Object location annotation data:
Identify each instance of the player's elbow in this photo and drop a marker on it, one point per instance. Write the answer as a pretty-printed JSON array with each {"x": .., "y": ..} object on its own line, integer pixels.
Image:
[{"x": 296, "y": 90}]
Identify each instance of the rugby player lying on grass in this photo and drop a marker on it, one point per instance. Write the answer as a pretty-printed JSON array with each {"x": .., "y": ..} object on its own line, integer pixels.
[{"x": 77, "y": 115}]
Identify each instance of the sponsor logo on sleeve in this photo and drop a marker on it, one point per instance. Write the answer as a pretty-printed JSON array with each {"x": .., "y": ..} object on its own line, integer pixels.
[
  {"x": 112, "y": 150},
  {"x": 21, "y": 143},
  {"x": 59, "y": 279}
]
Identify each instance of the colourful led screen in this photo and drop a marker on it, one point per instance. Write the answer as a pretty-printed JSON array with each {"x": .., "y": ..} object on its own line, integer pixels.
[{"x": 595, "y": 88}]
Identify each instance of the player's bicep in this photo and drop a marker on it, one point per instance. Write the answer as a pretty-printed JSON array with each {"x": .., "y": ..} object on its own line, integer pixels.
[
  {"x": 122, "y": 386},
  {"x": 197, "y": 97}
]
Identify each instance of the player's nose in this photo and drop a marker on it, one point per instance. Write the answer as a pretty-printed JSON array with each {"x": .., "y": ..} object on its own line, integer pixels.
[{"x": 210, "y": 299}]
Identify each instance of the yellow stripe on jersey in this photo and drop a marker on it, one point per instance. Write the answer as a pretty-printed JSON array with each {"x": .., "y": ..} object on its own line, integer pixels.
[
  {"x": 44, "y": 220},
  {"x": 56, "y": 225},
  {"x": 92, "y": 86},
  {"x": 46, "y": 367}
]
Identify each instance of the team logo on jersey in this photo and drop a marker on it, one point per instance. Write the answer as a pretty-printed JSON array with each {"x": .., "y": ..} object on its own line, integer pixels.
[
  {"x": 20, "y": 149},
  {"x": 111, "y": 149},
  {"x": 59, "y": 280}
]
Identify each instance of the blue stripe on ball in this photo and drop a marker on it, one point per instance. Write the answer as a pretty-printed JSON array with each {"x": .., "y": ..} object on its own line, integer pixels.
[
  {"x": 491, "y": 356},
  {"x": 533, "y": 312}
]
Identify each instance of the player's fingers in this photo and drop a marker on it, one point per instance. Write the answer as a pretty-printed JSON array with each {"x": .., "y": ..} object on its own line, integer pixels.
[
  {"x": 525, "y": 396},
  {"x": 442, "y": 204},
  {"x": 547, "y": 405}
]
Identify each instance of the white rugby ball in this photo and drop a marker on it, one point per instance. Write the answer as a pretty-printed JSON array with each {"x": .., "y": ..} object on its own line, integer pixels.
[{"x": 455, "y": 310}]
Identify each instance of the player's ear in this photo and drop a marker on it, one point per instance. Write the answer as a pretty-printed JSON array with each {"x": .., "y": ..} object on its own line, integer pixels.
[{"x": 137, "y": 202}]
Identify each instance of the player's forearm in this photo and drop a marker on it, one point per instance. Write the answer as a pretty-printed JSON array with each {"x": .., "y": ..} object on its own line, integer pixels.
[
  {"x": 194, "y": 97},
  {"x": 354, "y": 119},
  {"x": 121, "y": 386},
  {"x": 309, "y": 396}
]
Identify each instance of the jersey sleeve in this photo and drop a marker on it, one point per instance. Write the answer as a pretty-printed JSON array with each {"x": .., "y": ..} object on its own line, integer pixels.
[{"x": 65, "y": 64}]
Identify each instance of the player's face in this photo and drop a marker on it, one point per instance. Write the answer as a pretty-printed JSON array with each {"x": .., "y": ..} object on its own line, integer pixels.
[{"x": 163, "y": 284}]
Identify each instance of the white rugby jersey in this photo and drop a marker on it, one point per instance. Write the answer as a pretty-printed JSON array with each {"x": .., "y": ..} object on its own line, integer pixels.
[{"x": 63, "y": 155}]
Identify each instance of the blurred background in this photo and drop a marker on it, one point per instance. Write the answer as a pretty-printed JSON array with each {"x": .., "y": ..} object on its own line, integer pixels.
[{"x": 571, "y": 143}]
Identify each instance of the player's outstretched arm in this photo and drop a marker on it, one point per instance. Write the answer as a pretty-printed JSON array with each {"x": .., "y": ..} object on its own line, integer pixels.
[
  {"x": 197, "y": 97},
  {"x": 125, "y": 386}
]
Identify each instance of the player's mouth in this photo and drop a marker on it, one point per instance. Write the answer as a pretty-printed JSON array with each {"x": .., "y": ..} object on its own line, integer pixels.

▶ [Task requirements] Rescale the rows between the line holding "Identify each instance of the jersey" and the end of the rows, inclusive. Write those lines out again with their requests, multiplying every x and y coordinate in the answers by 1.45 and rounding each result to a whole number, with halves rounded up.

▶ [Solution to this problem]
Identify each instance of the jersey sleeve in this photo and drop a marker on it, one point per instance. Write the answer as a pretty-printed JSON array with each {"x": .., "y": ..} object on its own line, integer pixels.
[{"x": 94, "y": 93}]
Identify each instance of the player's face in this photo and drop a marker on it, one point per instance. Write the answer as a pretty-printed JSON array with each {"x": .., "y": ..} object on its own line, integer pixels.
[{"x": 236, "y": 412}]
Identify each instance of the white rugby jersey in this photo and drop a marker on it, one point per instance. Write the answer as a pretty-printed JSON array with each {"x": .., "y": ..} object on its own line, integer pixels.
[{"x": 91, "y": 225}]
Identify each instance of the blurred background in this photo and drop a marker on it, one point per instance. Write the answer as a pretty-printed JSON array with each {"x": .., "y": ..} object on its own line, integer pixels.
[{"x": 828, "y": 207}]
Identify each instance of the player's outstretched arm in this photo and drop a marker on it, one point per instance. Write the answer as a pretty-printed JSON array with each {"x": .., "y": ..} object on its own line, integer pixels.
[
  {"x": 286, "y": 141},
  {"x": 181, "y": 560}
]
Identify each instance of the player's mouth in this photo and drop a marker on it, one point per instance. Write the answer as a pretty-printed JSON array with each {"x": .., "y": ..} object on its own line, integer pixels.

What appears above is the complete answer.